- PASSAGE FOR REVIEW
========
Unsafe and custom topic detection

AI Security for Apps (formerly Firewall for AI) can detect when an LLM prompt touches on unsafe or unwanted subjects. There are two layers of topic detection:

Default unsafe topics — A built-in set of safety categories that detect harmful content such as violent crimes, hate speech, and sexual content.
Custom topics — Topics you define to match your organization's specific policies, such as "competitors" or "financial advice".

Default unsafe topics

When AI Security for Apps is enabled, it automatically evaluates prompts against a set of default unsafe topic categories and populates two fields:

LLM Unsafe topic detected (cf.llm.prompt.unsafe_topic_detected) — true if any unsafe topic was found.
LLM Unsafe topic categories (cf.llm.prompt.unsafe_topic_categories) — An array of the specific categories detected.
========
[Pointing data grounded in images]

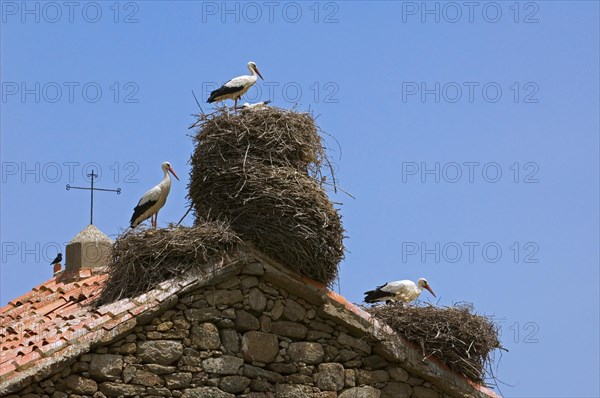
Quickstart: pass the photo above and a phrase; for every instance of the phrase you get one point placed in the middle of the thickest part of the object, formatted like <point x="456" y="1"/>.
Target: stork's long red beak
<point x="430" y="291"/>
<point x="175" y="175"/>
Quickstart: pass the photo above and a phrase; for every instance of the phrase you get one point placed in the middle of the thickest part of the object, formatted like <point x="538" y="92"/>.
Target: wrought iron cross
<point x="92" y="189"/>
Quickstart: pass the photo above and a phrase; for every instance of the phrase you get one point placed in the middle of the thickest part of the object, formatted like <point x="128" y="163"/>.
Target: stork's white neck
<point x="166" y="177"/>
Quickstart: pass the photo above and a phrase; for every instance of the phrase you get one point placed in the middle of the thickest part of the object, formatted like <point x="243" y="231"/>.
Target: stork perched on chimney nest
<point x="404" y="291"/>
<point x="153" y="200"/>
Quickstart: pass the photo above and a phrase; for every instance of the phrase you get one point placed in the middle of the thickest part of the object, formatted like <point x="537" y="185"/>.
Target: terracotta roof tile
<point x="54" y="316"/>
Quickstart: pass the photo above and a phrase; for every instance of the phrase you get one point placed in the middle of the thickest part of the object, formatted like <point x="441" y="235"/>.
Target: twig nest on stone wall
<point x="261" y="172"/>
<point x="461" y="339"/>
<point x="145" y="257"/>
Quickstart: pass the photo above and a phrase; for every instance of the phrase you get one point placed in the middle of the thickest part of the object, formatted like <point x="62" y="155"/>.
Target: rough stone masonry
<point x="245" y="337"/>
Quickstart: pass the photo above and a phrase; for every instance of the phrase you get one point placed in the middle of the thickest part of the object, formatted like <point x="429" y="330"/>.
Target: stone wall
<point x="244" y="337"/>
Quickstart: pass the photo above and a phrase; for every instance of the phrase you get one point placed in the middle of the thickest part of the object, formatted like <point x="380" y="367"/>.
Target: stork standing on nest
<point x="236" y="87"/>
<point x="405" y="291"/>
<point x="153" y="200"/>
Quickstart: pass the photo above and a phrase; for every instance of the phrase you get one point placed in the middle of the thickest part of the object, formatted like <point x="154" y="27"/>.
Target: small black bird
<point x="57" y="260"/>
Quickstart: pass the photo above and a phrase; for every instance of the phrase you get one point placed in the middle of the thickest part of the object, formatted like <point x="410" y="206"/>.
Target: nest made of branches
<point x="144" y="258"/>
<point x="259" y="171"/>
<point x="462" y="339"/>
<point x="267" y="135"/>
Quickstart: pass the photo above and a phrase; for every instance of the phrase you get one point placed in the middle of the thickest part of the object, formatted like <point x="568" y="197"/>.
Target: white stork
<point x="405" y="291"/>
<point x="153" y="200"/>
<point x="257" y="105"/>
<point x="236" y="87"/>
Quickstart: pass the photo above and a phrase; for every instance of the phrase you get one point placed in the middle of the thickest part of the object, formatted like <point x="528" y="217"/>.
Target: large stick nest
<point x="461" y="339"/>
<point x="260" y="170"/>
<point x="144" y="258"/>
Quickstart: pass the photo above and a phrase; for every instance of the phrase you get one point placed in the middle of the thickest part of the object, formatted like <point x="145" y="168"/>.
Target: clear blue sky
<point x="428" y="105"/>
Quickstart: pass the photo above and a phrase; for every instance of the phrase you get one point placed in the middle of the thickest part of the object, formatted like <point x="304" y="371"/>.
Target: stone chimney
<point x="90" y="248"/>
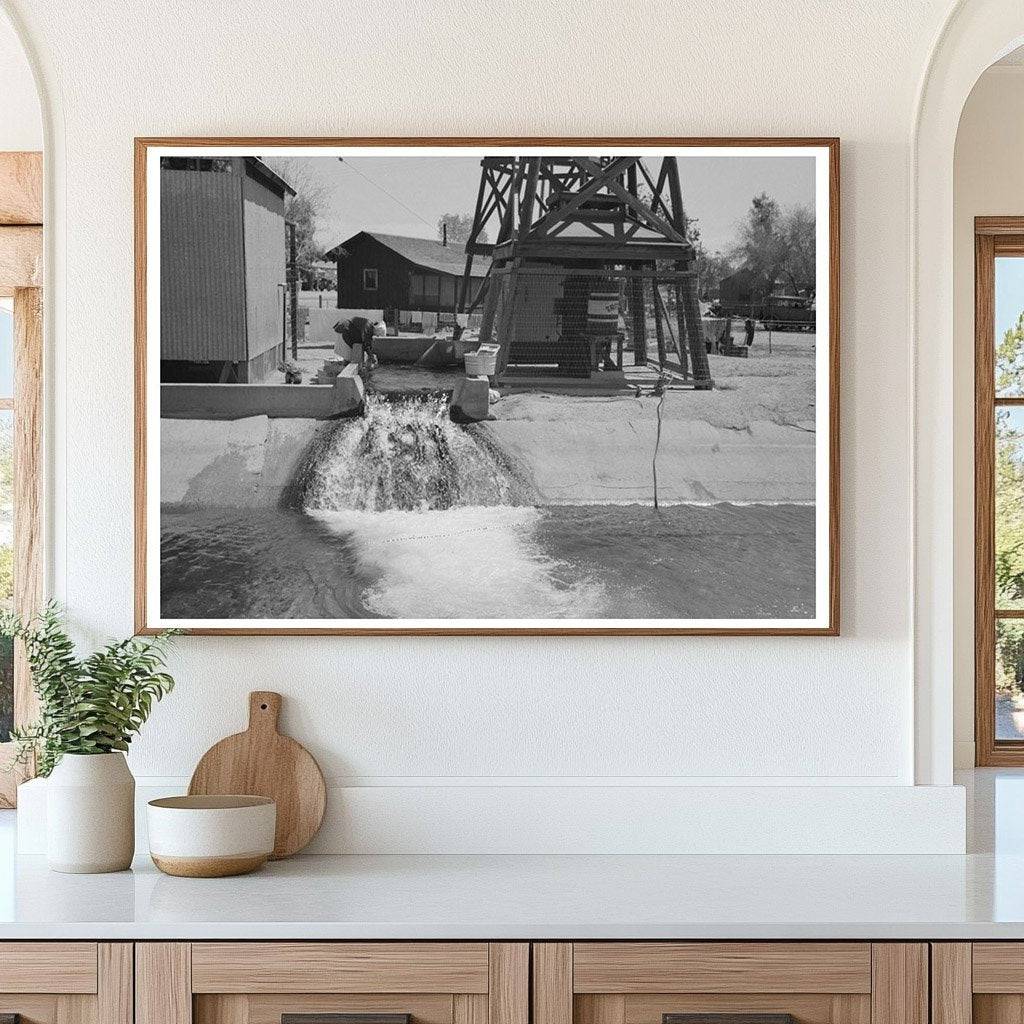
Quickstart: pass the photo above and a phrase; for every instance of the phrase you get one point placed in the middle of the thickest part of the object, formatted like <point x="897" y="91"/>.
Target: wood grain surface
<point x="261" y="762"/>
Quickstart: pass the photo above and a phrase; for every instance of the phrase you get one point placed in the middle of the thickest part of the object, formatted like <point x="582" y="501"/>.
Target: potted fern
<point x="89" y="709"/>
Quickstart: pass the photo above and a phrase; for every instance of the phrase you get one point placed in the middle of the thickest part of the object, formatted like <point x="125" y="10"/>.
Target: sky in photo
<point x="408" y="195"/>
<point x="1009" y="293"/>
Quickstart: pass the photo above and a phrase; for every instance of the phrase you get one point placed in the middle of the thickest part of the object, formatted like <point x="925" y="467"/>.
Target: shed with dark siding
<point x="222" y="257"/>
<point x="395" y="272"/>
========
- TASK STATEMENT
Please revise the part of the topic detection page that opens with the words containing "Unsafe and custom" and closes with "specific categories detected.", putting "the AI firewall" wherever "AI Security for Apps" appears.

- RESULT OF THIS TASK
Unsafe and custom topic detection

the AI firewall (formerly Firewall for AI) can detect when an LLM prompt touches on unsafe or unwanted subjects. There are two layers of topic detection:

Default unsafe topics — A built-in set of safety categories that detect harmful content such as violent crimes, hate speech, and sexual content.
Custom topics — Topics you define to match your organization's specific policies, such as "competitors" or "financial advice".

Default unsafe topics

When the AI firewall is enabled, it automatically evaluates prompts against a set of default unsafe topic categories and populates two fields:

LLM Unsafe topic detected (cf.llm.prompt.unsafe_topic_detected) — true if any unsafe topic was found.
LLM Unsafe topic categories (cf.llm.prompt.unsafe_topic_categories) — An array of the specific categories detected.